* [Aim] Please transcribe the following lines, copying each one with no changes.

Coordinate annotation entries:
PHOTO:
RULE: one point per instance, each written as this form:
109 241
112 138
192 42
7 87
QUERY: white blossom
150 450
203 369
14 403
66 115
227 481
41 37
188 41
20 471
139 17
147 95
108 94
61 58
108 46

* [Written response]
PHOTO:
RULE: one point per instance, each written as this form:
109 241
112 138
192 42
7 87
QUERY: white blossom
150 450
203 369
14 403
66 115
227 481
41 37
188 41
20 471
139 17
147 95
108 94
61 58
108 46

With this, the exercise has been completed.